* _Task instructions_: Return each line from the records below that contains the word "logo", copied in full.

[START Records shown]

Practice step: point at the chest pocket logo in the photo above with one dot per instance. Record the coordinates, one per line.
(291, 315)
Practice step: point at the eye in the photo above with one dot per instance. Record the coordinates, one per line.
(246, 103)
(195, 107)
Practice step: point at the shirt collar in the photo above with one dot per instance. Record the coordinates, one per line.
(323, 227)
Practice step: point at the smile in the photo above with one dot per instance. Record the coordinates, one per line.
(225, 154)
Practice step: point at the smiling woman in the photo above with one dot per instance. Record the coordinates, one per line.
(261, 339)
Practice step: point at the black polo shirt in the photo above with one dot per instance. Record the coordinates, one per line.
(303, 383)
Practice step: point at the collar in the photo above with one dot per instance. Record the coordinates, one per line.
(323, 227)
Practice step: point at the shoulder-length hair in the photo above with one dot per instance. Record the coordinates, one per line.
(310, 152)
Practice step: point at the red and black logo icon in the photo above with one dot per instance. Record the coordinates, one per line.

[END Records shown]
[START Records shown]

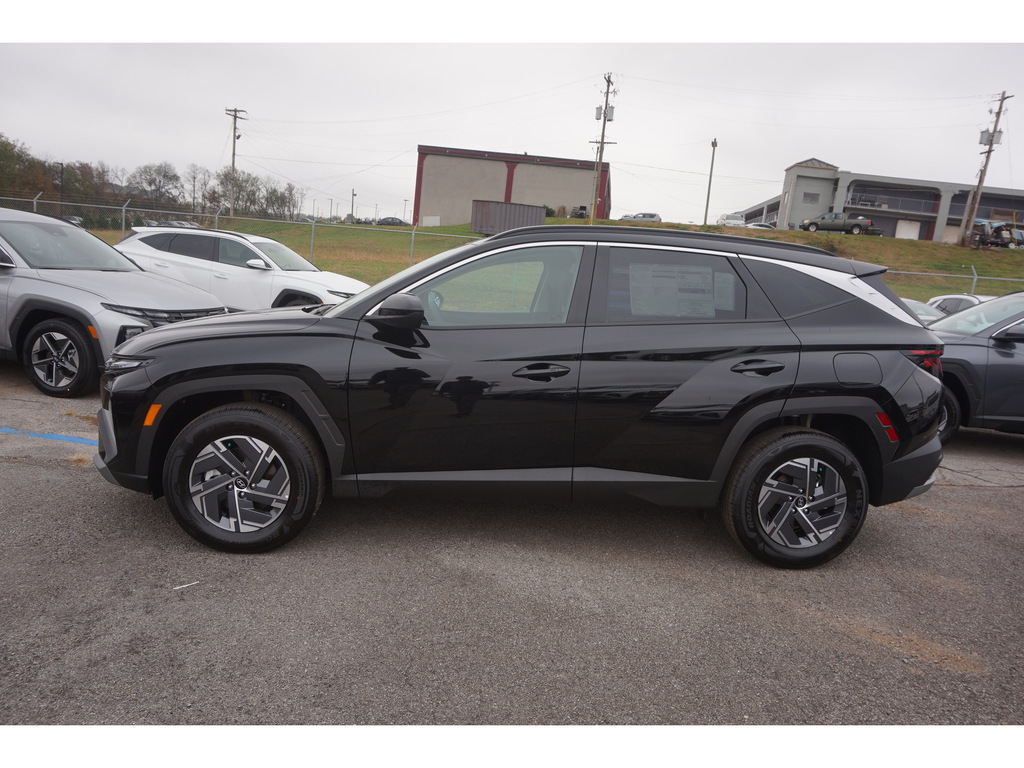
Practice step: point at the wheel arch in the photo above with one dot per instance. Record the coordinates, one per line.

[END Records shown]
[START Records shown]

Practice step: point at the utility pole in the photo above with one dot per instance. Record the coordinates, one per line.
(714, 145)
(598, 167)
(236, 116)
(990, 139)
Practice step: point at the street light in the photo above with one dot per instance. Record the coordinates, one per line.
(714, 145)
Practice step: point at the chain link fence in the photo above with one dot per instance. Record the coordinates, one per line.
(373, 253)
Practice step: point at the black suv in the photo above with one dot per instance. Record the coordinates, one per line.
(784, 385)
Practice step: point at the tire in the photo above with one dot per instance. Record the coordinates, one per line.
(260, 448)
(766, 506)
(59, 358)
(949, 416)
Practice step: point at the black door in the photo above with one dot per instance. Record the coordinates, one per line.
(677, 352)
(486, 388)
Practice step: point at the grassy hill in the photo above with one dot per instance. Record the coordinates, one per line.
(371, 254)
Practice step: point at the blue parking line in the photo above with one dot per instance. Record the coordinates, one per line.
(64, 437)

[END Records shown]

* _Result_:
Practice step: point at the chest pocket logo in the photo above with one dot per instance. Record the coordinates, one per line.
Practice step: point at the red and black logo icon in the photo above with one dot per instance. Record the coordinates, one per line.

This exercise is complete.